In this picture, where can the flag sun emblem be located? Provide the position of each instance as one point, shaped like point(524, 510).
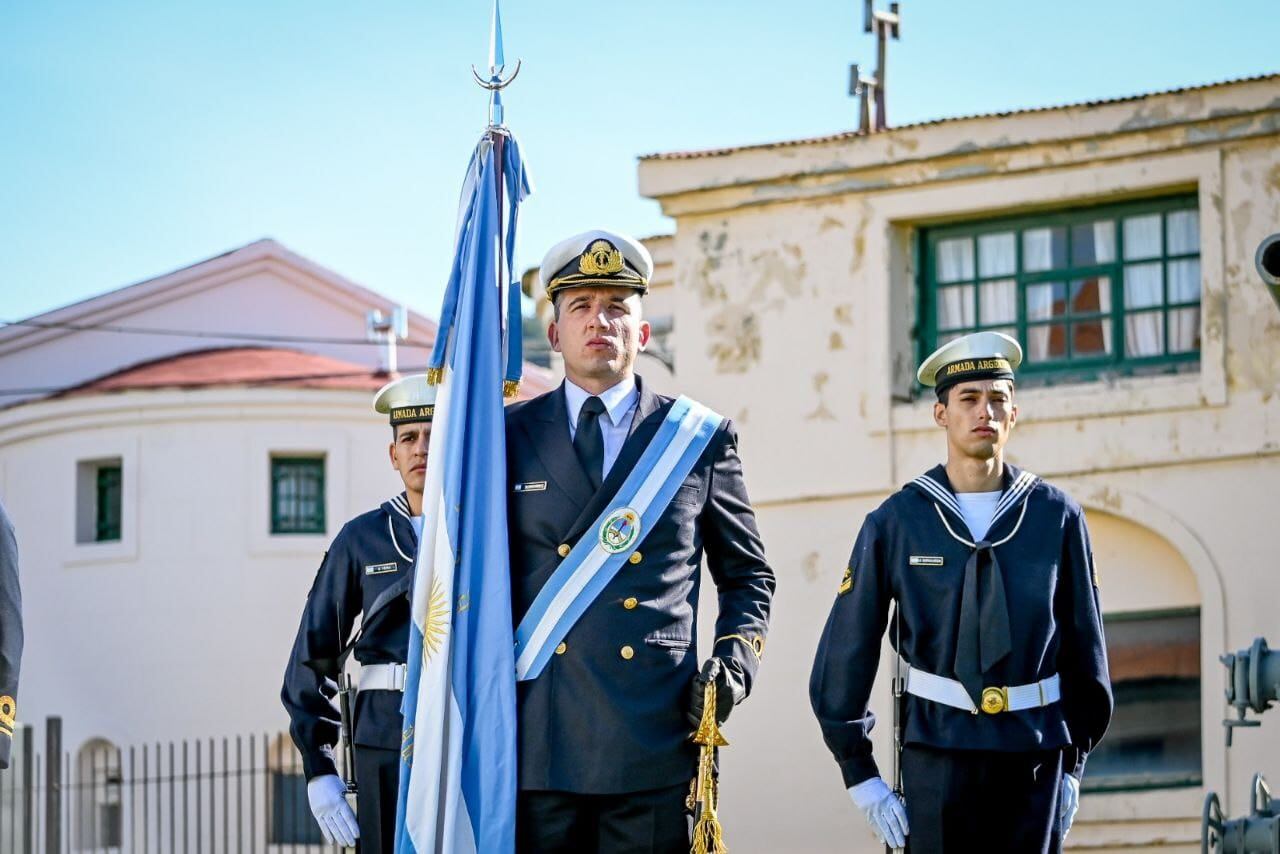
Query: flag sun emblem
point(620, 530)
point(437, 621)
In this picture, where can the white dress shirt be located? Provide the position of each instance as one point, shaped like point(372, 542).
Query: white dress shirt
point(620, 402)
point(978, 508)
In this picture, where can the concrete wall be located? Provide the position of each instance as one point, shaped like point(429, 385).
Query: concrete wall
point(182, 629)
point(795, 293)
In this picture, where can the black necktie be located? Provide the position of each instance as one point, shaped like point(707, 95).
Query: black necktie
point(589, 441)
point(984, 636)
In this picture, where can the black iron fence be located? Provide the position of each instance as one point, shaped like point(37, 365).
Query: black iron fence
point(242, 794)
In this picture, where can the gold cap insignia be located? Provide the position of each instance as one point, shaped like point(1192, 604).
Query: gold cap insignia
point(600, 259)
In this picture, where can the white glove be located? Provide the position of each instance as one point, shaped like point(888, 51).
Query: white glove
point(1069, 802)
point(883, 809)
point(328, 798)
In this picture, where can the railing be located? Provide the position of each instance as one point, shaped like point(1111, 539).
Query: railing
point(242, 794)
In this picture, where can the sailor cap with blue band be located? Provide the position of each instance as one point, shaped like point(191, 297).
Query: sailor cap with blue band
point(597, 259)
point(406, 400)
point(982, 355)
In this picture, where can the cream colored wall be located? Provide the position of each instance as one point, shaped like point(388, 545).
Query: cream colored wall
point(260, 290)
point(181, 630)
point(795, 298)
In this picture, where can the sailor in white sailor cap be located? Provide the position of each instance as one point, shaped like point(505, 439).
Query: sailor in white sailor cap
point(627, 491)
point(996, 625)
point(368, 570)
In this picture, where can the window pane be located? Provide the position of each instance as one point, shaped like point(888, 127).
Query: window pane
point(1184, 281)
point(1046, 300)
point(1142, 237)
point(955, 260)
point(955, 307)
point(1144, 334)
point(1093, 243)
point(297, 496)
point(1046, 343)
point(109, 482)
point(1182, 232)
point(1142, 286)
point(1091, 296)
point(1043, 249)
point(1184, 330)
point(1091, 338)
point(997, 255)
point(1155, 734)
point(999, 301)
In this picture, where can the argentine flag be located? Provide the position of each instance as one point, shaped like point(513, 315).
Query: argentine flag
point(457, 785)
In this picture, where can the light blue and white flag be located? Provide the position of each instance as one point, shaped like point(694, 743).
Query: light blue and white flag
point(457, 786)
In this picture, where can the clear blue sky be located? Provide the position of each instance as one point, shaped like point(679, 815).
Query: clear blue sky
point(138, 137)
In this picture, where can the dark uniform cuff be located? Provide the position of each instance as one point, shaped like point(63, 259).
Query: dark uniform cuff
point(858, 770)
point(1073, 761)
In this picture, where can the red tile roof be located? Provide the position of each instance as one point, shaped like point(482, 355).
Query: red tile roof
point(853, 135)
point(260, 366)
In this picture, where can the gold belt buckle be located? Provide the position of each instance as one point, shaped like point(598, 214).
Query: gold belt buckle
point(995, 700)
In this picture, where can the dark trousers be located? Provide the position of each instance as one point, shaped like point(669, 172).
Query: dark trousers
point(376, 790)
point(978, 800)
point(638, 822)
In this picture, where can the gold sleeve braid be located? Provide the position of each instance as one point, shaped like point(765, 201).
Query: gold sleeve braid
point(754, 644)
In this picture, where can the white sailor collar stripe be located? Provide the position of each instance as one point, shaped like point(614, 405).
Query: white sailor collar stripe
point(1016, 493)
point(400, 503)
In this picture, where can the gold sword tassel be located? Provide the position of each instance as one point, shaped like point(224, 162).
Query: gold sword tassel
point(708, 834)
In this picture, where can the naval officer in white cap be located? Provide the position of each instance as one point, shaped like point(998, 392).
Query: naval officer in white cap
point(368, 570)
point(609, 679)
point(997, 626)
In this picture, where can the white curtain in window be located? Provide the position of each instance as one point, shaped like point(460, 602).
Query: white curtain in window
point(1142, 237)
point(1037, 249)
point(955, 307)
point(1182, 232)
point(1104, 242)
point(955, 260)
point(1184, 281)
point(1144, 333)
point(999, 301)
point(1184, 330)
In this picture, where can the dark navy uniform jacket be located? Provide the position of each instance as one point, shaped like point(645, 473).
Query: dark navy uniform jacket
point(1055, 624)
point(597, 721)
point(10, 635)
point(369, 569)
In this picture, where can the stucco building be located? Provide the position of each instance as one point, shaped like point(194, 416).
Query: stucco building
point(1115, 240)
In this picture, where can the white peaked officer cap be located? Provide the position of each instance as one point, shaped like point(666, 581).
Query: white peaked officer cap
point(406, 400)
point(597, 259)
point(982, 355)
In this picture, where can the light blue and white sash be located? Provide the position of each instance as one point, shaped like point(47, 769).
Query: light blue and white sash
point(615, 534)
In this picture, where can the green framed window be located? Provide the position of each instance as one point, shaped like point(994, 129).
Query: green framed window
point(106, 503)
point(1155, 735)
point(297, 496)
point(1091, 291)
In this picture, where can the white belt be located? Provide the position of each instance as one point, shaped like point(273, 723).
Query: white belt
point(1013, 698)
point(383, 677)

AIM OF THE EXERCISE
Output exactly one stretch of the listing: from the line containing "Query: gold sword tassel" through the line containing "In this picture, where can the white curtain", both end lines included.

SOLUTION BELOW
Query: gold sword tassel
point(708, 834)
In this picture, where can the naval officer in white cap be located? Provide the position of each instance as one point, shaped like point(998, 392).
Query: naval officer in white cap
point(368, 570)
point(609, 679)
point(997, 626)
In this picture, where can the white curtain in window be located? Provide the position of each instance as one point, shaped like point(460, 602).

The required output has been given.